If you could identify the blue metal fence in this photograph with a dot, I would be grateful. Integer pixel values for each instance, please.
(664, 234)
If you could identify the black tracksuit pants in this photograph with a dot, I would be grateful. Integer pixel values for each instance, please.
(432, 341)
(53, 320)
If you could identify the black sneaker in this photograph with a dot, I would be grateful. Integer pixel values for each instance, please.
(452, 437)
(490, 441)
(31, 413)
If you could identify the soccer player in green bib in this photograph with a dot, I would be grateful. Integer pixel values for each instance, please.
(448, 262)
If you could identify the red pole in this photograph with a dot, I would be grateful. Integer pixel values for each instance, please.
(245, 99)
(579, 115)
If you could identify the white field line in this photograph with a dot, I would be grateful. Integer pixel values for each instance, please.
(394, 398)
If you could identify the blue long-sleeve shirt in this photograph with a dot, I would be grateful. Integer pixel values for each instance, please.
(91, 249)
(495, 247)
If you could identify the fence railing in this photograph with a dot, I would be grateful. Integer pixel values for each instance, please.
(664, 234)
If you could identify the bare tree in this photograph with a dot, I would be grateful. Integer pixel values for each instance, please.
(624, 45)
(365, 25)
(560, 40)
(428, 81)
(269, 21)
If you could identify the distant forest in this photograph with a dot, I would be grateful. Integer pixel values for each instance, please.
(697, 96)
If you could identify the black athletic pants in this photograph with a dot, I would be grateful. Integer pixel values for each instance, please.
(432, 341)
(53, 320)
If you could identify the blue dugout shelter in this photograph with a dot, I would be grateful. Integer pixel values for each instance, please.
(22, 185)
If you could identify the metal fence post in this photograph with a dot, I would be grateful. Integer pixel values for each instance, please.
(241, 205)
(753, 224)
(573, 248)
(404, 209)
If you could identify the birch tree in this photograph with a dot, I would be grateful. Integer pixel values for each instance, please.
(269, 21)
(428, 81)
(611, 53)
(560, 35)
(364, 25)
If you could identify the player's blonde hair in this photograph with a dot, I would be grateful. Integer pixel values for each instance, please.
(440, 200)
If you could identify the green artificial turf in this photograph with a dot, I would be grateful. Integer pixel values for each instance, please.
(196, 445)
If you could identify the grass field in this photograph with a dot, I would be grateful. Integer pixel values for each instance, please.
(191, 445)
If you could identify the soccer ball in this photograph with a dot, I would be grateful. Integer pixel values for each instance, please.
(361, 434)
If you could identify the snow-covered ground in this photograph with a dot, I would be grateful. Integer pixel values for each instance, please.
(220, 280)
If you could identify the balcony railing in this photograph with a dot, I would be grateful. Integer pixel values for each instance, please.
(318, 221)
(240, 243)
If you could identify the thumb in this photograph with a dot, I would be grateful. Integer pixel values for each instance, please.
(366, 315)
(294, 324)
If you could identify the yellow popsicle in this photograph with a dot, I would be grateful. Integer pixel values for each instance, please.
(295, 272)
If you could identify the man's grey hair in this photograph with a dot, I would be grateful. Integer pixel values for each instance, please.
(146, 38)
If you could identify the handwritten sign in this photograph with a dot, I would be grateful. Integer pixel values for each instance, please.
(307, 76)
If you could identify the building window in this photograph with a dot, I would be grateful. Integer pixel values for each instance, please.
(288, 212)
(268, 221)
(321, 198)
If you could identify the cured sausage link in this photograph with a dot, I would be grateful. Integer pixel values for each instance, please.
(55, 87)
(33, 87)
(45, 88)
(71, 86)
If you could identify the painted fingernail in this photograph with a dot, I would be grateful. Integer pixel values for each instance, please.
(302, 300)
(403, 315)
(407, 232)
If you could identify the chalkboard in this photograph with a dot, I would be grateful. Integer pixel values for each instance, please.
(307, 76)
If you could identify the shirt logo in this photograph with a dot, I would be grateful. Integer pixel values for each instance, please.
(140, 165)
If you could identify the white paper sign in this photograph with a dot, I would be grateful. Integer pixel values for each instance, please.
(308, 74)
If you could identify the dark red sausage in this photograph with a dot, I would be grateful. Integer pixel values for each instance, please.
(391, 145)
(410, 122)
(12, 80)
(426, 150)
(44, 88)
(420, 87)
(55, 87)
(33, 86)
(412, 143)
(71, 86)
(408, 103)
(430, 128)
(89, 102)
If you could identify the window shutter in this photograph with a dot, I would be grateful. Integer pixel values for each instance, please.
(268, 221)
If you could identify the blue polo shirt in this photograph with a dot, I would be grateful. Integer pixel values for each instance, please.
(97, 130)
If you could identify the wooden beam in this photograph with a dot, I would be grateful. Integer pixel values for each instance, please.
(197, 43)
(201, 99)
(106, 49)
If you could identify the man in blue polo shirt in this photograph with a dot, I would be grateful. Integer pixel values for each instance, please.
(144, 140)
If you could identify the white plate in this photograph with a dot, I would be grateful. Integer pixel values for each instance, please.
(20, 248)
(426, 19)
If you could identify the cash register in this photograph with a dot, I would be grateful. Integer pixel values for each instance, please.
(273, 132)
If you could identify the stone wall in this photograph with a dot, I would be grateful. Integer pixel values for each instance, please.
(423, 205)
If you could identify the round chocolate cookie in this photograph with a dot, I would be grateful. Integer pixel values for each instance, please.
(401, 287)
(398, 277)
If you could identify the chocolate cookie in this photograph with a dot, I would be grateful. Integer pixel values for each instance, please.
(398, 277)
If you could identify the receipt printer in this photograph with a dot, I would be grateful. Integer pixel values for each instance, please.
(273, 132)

----

** Task statement **
Leave out every line before the one containing "If you could identify the wooden"; set down that line and all remaining lines of the material exactly.

** Response to the exercise **
If you could identify the wooden beam in this photograph with a dot, I would be grateful. Integer pixel values for each instance, please.
(197, 43)
(201, 99)
(106, 49)
If you could identify the man in blue polo shirt in this photograph with a dot, I would be grateful. Integer pixel values for each instance, please.
(144, 140)
If you could identify the white plate in this photograph with a dot, I would be grateful. Integer pixel values for each instance, please.
(20, 248)
(426, 19)
If you could identify the cash register in this photograph with a dot, I would be grateful. Integer pixel values for each instance, please.
(273, 132)
If you could identify the stone wall in this photograph with a dot, I would be grateful. Integer pixel values for each instance, please.
(423, 205)
If you could identify the round chocolate cookie in this photograph with a dot, I would be grateful. Integer pixel values for each instance, please.
(401, 287)
(398, 277)
If you could identify the chocolate cookie in this photograph with a dot, I would be grateful. Integer pixel values for each instance, please.
(398, 277)
If you could identify the receipt printer in this photograph with a dot, I would be grateful. Integer pixel values for each instance, please.
(273, 132)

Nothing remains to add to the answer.